> [Task requirements]:
In the Reel United terms and conditions below, copy word for word the passage from "You are required to furnish" up to and including "proof of address.".

> [Page]:

------------------------------------------------------------

Reel United Terms and Conditions
This agreement outlines the terms and conditions for membership in the Reel United Affiliate Program. The program aims to compensate website owners and marketers (referred to as the “Affiliate”) for directing new customers (referred to as “Customers”) to participating casino/sports betting/poker merchants (referred to as “Merchants” or “Clients”) through the Affiliate Program’s intermediary, Reel United (referred to as “Reel United”).
Your Responsibilities as an Affiliate
As an Affiliate, your responsibilities include promoting the merchant by integrating advertising, banners, and tracking URLs on your websites, emails, or other communication channels.
You are required to display only approved content and topics on your site. Any content deemed unsuitable will lead to termination of the affiliate agreement.
Registering and Signing in as an Affiliate
To enroll in our Affiliate Program, you must agree to these terms and conditions by selecting the respective box during the submission of the Affiliate Application. The Affiliate Application constitutes an integral component of the Affiliate Agreement.
We reserve the sole discretion to accept or reject an Affiliate Application, and our decision is final, without any right of appeal. Notification of the status of your Affiliate Application will be communicated via email.
You are required to furnish any documentation requested by Reel United to authenticate the Affiliate Application and verify Affiliate Account information throughout the term of the Affiliate Agreement. Such documentation may include, but is not limited to, bank statements, individual or corporate identity documents, and proof of address.
You bear the sole responsibility for ensuring the accuracy of the information provided during registration with the Affiliate Program and for keeping such information current at all times.
You are solely accountable for maintaining the confidentiality and security of your Affiliate Account login details. Any unauthorized usage of your Affiliate Account resulting from failure to safeguard your login information is your sole responsibility. You are liable for all activities conducted under your Affiliate Account user ID and password, whether undertaken by you or not. You must promptly notify us of any suspected illegal or unauthorized use of your Affiliate Account.

------------------------------------------------------------

(Position annotation records)
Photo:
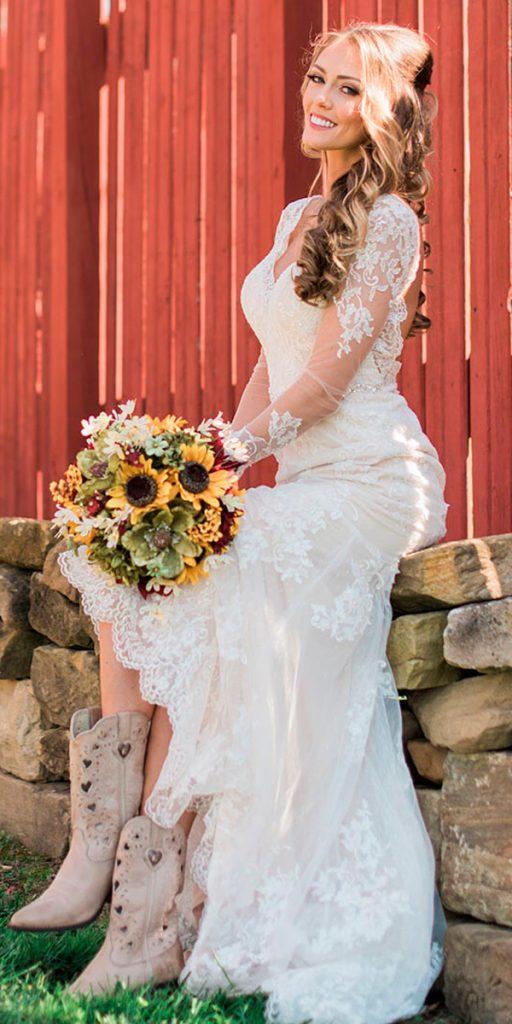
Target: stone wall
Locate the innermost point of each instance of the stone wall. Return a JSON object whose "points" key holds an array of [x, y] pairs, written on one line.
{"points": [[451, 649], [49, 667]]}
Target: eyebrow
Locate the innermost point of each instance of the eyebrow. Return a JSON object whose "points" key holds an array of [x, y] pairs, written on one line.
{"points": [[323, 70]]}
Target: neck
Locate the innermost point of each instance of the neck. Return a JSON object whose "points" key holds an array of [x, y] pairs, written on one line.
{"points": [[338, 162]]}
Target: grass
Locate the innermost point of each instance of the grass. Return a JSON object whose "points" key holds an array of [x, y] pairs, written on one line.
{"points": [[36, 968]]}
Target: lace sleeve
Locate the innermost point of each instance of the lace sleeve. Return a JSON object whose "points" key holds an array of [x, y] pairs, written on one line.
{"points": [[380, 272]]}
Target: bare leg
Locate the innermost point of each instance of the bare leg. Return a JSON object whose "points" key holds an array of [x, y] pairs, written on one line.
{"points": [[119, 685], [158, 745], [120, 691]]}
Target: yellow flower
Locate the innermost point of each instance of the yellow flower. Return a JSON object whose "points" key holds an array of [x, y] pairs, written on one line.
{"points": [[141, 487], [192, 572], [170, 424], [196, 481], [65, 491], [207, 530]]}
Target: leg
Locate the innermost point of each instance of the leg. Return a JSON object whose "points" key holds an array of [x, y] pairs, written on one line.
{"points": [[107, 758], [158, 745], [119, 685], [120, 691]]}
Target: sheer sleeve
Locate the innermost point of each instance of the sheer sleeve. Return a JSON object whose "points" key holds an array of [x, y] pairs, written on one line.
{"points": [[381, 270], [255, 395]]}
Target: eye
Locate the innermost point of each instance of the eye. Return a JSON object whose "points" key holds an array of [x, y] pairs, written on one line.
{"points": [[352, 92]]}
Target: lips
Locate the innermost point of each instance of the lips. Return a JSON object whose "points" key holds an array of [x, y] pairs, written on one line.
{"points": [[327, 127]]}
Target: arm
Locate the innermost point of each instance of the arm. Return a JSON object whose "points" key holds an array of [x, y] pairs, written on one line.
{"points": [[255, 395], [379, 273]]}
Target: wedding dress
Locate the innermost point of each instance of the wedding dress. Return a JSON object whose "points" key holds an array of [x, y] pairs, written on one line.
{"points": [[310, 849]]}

------------------------------------------------------------

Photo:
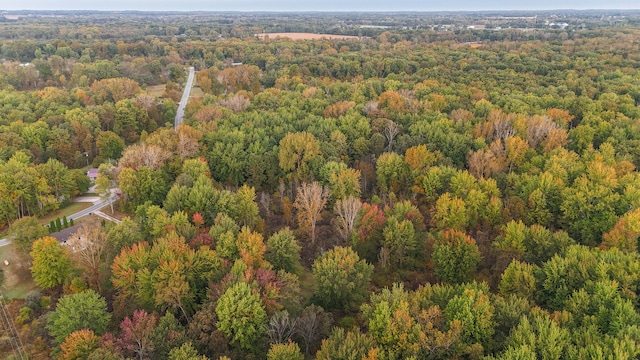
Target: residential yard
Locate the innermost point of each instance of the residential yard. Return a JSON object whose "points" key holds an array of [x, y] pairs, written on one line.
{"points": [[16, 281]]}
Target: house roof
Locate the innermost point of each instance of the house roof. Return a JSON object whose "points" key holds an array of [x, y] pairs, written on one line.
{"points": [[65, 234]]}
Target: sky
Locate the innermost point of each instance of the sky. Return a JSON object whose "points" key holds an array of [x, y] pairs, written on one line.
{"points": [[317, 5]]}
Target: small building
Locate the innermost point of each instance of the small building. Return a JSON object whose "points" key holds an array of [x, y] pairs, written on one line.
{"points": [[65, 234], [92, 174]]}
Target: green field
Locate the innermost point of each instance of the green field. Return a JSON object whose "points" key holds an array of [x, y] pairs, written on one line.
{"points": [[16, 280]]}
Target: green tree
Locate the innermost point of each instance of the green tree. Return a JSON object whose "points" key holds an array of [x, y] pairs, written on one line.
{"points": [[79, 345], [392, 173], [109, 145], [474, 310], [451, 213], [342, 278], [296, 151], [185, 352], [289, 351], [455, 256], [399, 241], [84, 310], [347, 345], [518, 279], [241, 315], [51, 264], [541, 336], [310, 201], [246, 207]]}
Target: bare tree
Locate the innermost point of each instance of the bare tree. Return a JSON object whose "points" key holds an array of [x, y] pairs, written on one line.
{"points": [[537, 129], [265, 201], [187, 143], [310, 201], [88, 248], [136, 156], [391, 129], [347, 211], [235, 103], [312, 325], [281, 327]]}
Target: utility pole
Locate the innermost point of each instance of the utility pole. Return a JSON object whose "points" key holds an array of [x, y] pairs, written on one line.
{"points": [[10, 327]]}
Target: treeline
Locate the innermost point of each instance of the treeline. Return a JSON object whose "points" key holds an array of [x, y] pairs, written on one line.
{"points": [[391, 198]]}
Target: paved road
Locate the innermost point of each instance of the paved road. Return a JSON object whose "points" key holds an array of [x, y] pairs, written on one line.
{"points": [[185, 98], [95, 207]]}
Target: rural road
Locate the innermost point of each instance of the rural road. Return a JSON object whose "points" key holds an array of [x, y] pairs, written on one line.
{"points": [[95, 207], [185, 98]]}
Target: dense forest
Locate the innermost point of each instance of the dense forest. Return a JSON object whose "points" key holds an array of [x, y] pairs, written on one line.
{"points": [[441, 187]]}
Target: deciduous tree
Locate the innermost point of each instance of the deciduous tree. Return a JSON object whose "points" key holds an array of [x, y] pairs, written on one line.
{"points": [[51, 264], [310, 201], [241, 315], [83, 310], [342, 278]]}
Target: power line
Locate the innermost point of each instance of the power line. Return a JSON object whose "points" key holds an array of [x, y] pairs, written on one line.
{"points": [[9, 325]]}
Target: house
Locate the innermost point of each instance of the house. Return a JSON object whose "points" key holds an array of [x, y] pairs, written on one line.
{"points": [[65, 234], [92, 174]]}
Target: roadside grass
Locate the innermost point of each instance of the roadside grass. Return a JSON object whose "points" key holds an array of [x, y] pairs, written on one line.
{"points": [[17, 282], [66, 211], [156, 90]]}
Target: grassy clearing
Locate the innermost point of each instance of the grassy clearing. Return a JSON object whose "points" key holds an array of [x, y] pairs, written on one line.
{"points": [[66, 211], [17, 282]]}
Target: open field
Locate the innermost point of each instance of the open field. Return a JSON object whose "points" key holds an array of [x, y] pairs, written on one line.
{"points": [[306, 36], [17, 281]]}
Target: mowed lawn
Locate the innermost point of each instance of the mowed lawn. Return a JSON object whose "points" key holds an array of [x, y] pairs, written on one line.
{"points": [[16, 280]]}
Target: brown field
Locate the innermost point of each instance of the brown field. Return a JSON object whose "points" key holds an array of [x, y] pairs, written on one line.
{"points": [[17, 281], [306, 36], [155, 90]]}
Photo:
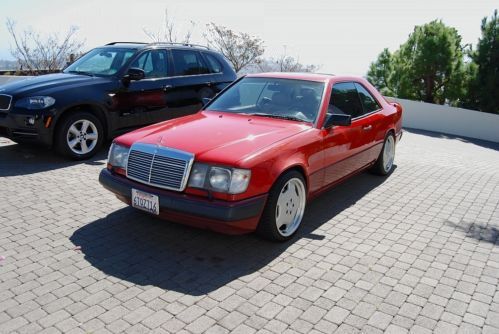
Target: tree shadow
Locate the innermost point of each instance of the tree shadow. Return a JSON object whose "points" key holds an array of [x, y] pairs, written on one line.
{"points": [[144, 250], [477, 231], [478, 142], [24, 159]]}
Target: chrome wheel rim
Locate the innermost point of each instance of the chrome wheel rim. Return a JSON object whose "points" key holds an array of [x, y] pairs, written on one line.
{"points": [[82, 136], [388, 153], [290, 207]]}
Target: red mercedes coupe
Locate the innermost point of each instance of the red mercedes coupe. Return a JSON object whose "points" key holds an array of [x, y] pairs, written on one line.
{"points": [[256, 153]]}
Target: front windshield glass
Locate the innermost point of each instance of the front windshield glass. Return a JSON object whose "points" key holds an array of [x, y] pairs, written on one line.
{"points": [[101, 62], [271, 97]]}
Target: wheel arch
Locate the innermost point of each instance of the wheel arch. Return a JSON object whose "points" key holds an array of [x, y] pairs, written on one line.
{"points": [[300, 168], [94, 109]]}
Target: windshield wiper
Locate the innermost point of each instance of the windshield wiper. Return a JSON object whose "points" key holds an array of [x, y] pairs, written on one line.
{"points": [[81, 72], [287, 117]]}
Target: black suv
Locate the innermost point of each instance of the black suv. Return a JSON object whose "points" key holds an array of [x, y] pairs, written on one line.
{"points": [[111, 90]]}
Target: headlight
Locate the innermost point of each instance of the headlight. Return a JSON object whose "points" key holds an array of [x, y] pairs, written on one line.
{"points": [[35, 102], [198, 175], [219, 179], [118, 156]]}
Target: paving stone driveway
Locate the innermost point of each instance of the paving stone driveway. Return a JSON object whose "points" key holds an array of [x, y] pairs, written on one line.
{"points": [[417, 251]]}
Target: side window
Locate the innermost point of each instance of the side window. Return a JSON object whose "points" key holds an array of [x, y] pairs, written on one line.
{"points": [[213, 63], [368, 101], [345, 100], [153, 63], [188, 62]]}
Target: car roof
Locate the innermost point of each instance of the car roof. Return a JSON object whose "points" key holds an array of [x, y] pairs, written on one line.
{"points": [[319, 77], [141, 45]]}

------------------------------------------------------------

> [Solution to the problem]:
You are required to furnish any documentation requested by Reel United to authenticate the Affiliate Application and verify Affiliate Account information throughout the term of the Affiliate Agreement. Such documentation may include, but is not limited to, bank statements, individual or corporate identity documents, and proof of address.